* [TASK]: What the task requires is each entry, restated exactly.

* [STORED DATA]:

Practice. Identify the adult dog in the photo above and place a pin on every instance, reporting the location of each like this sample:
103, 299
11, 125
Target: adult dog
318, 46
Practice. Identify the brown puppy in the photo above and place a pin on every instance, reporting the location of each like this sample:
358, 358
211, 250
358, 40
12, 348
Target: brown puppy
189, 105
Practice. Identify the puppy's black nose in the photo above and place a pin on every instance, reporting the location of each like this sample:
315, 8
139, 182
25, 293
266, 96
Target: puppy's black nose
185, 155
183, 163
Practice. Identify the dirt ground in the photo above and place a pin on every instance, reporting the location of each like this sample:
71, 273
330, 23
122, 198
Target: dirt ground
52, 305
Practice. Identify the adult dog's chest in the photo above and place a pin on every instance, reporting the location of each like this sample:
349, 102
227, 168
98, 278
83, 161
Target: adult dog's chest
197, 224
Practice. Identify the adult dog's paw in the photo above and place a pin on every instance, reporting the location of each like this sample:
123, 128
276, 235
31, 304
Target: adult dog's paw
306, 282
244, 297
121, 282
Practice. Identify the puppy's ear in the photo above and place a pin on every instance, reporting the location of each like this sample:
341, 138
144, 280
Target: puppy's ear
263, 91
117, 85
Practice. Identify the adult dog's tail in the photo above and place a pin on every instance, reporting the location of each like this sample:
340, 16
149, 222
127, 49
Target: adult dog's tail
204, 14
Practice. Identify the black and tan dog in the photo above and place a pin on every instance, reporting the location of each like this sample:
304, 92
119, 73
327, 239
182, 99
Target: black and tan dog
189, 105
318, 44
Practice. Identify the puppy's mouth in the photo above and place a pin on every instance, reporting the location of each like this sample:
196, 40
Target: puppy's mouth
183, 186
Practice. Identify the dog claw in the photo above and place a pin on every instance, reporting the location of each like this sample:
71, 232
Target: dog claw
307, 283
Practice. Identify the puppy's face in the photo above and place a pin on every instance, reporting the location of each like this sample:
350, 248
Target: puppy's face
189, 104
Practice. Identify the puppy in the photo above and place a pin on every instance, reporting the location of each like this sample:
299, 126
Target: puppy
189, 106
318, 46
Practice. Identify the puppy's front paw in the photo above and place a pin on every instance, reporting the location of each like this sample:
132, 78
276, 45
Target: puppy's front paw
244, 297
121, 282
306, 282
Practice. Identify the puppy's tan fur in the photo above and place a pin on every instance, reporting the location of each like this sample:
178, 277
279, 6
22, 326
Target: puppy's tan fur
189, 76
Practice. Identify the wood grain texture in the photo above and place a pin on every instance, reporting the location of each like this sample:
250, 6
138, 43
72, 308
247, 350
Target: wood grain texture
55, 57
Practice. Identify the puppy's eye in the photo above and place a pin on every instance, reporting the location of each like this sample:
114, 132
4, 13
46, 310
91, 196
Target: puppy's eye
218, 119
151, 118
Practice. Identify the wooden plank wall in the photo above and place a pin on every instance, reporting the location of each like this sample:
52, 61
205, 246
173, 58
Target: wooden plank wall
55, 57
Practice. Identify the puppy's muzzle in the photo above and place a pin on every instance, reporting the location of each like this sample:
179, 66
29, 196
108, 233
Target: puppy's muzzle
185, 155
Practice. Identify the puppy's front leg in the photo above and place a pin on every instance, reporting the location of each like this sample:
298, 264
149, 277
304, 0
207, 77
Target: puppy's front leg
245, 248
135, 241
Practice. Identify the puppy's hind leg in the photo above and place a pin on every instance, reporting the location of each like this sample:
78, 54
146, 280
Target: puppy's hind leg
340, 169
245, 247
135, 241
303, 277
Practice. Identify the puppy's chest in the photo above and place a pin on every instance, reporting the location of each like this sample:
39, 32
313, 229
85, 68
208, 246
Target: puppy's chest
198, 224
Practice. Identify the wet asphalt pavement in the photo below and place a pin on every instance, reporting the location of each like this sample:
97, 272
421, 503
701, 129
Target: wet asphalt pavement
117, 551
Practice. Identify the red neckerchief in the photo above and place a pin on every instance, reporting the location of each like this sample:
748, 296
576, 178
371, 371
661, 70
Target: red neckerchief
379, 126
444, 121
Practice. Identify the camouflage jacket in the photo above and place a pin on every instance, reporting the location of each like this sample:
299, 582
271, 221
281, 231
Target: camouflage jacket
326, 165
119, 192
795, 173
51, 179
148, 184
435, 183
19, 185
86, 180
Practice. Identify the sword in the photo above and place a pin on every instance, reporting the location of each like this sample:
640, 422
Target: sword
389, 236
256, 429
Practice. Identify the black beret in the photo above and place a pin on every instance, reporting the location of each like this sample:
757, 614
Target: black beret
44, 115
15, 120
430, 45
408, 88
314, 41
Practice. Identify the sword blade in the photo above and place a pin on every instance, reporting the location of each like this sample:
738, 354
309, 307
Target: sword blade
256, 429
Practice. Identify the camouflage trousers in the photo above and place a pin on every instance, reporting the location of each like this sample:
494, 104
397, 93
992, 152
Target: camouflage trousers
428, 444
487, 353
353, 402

* [ANSWER TO THIS TASK]:
Practice. Identify the adult dog in the photo above and place a pin on every instance, reporting the location of each like this sample:
103, 299
11, 125
Target: adult dog
318, 46
Practice. Identify the brown puppy in the photo above and place a pin on every instance, reporting the location of each like this sample:
358, 358
211, 250
358, 40
12, 348
Target: brown puppy
189, 105
Practice. Identify the puppy's black nose in the photo above and place a pin on every instance, reporting the location of each like this sample:
315, 8
139, 182
25, 293
266, 96
Target: puppy's black nose
185, 155
183, 163
Practice. Identify the dirt ground in the photo above and place a pin on every instance, reporting the location of each like this sample:
71, 273
330, 23
122, 198
Target: dirt ground
52, 305
Practice. Identify the adult dog's chest in the photo above and place a pin on every instance, reporting the location of each like this sample:
349, 102
227, 168
98, 278
83, 161
Target: adult dog's chest
197, 224
Practice. Identify the adult dog's paw in the photo above and place a pin on every instance, reporting the location of each like this sample:
123, 128
276, 235
31, 304
Target: adult dog's paw
306, 282
244, 297
121, 282
Practice. Identify the puppy's ear in the photo above and place a pin on every instance, reporting the location of each like this sample:
341, 138
144, 280
Target: puppy's ear
263, 91
117, 85
Practice. Identify the adult dog's tail in the photo above and place a pin on every instance, reporting the location of each like this sample:
340, 16
149, 222
127, 49
Target: adult dog's tail
204, 14
Practice. Identify the black and tan dog in the photo above and place a pin on every instance, reporting the location of each like this sample:
304, 92
119, 73
327, 239
182, 99
Target: black and tan dog
189, 105
318, 44
Practice. Identify the puppy's mouth in the photo above and place a pin on every instance, reporting the location of each like this sample:
196, 40
Target: puppy's mouth
183, 186
Practice. Identify the dog claw in the photo above and place a pin on every instance, reporting the location of each like this sample:
71, 232
Target: dog claw
307, 283
Practice. Identify the puppy's face in the photo above and place a pin on every instance, reporting the location of each like this sample:
350, 248
Target: puppy's face
189, 104
Practice. Identify the puppy in the photo above and place a pin on every instance, reporting the location of each like this sample:
299, 126
Target: puppy
189, 106
318, 46
Practice. Identify the puppy's front paw in the photo above and place a pin on every instance, reporting the location of each like this sample:
132, 78
276, 45
Target: puppy's front paw
244, 297
121, 282
306, 282
Practice. Identify the puppy's tan fur in the photo above and place a pin on every instance, reporting the location of each like this sample:
178, 277
279, 6
22, 326
Target: puppy's tan fur
189, 76
Practice. Identify the wood grain texture in the photo above and place a pin on every instance, reporting the location of each like this sample:
250, 6
138, 43
72, 308
247, 350
Target: wood grain texture
55, 57
Practice. Identify the puppy's eye in the photo above and place a pin on every instance, reporting the location of each like this sample:
114, 132
4, 13
46, 310
91, 196
Target: puppy's eye
218, 119
151, 118
Practice. Identify the wooden plank wall in the photo above and place a pin on every instance, reporting the location of each like this sample:
52, 61
205, 246
173, 58
Target: wooden plank wall
55, 57
Practice. Identify the puppy's muzzle in the photo above and place a pin on every instance, reporting the location of each like this sample:
179, 66
29, 196
108, 233
Target: puppy's muzzle
185, 155
Practice. Identify the puppy's front leg in the photo above and place a pin on every instance, reporting the location of each like this sample:
298, 264
149, 277
304, 0
207, 77
Target: puppy's front leg
245, 248
135, 241
Practice. Identify the puppy's hind leg in the photo above and place a pin on every instance, reporting the location of each like this sample:
78, 54
146, 280
Target: puppy's hind leg
340, 169
245, 247
135, 241
303, 277
Practice. Identify the puppy's chest in the photo above and place a pin on every instance, reporting the location of each like this sample:
39, 32
313, 229
85, 68
208, 246
Target: puppy's chest
198, 224
Practice. Identify the wet asphalt pavement in the photo below and place a pin on every instance, reporting the location of each like this sample:
97, 272
421, 503
701, 129
Target: wet asphalt pavement
117, 551
Practice. Identify the red neckerchief in the photo above and place a pin on every instance, reporting the location of each like this sample:
748, 296
576, 178
371, 371
661, 70
Target: red neckerchief
379, 126
444, 121
Practice. Identify the camouflage jacket in the photo above and place a pin on every instance, reporting the location of each like this sample:
299, 582
271, 221
281, 231
Target: camouflage jacket
326, 165
119, 192
795, 173
51, 179
148, 184
435, 183
19, 185
86, 180
Practice. Identify the sword in the photo above and place a pin on every instance, reporting the location of each like this sample:
640, 422
Target: sword
389, 236
256, 429
Practice. Identify the black beret in the photo above and place a pin on every instance, reporting the location of each like this sample:
757, 614
Target: black beret
44, 115
15, 120
430, 45
408, 88
314, 41
Practice. Identify the sword blade in the photo above and place a pin on every instance, reporting the location of each like this sample:
738, 354
309, 307
Target: sword blade
256, 429
Practice. Identify the camouflage trousers in the photo above and place a pin on every instance, reporting the location of each like this sample:
494, 104
397, 93
992, 152
Target: camouflage trousers
428, 444
487, 353
353, 402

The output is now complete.